Aim of the exercise:
Repeat the data exactly. Pictures are not part of the copy.
*** Opening of Exercise inputs ***
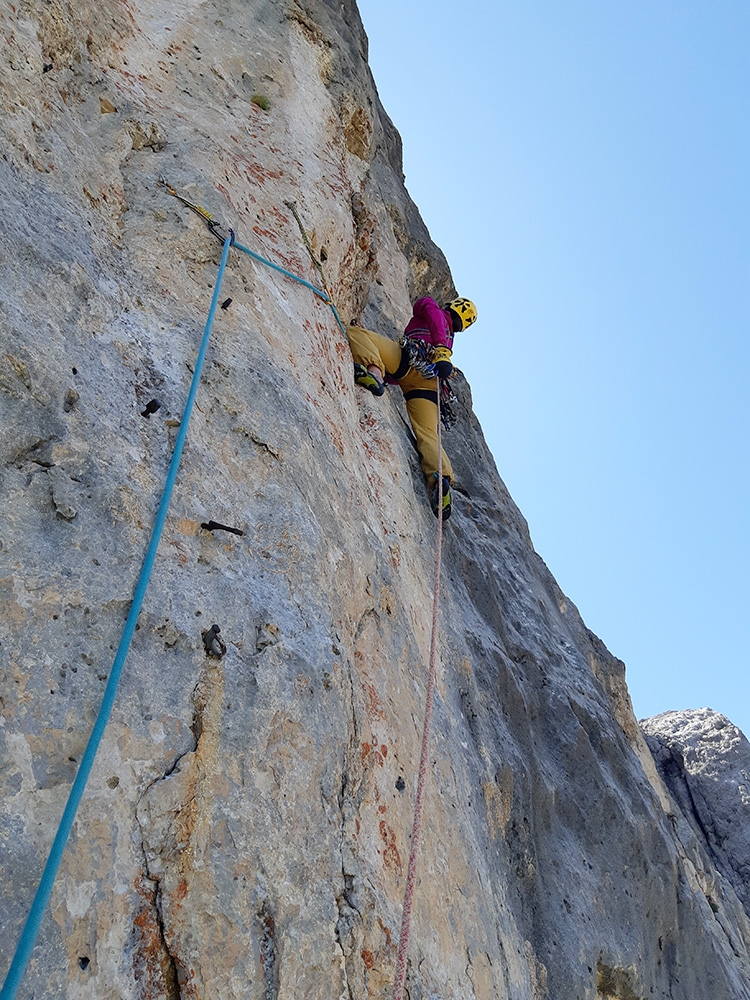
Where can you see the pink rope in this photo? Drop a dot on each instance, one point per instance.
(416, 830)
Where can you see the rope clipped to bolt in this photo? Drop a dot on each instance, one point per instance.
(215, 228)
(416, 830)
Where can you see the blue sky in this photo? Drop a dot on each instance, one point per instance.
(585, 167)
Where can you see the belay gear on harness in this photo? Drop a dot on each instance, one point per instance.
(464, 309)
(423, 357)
*** Close of Exercise inputs ***
Solution for this problem:
Where can you see the pink rope in this photo? Drop a dot on each instance, one point per instance.
(416, 830)
Where can you see the rope clipped to bolt in this photo? Drop a dot on each instance, one point per instance.
(215, 228)
(416, 830)
Where can you see the blue sky in this photo? Drop a dot on each instance, one point per instance.
(585, 167)
Where can you see the belay gear on harness in this photo? Drop a dot on each instance, one point per instance.
(464, 309)
(423, 357)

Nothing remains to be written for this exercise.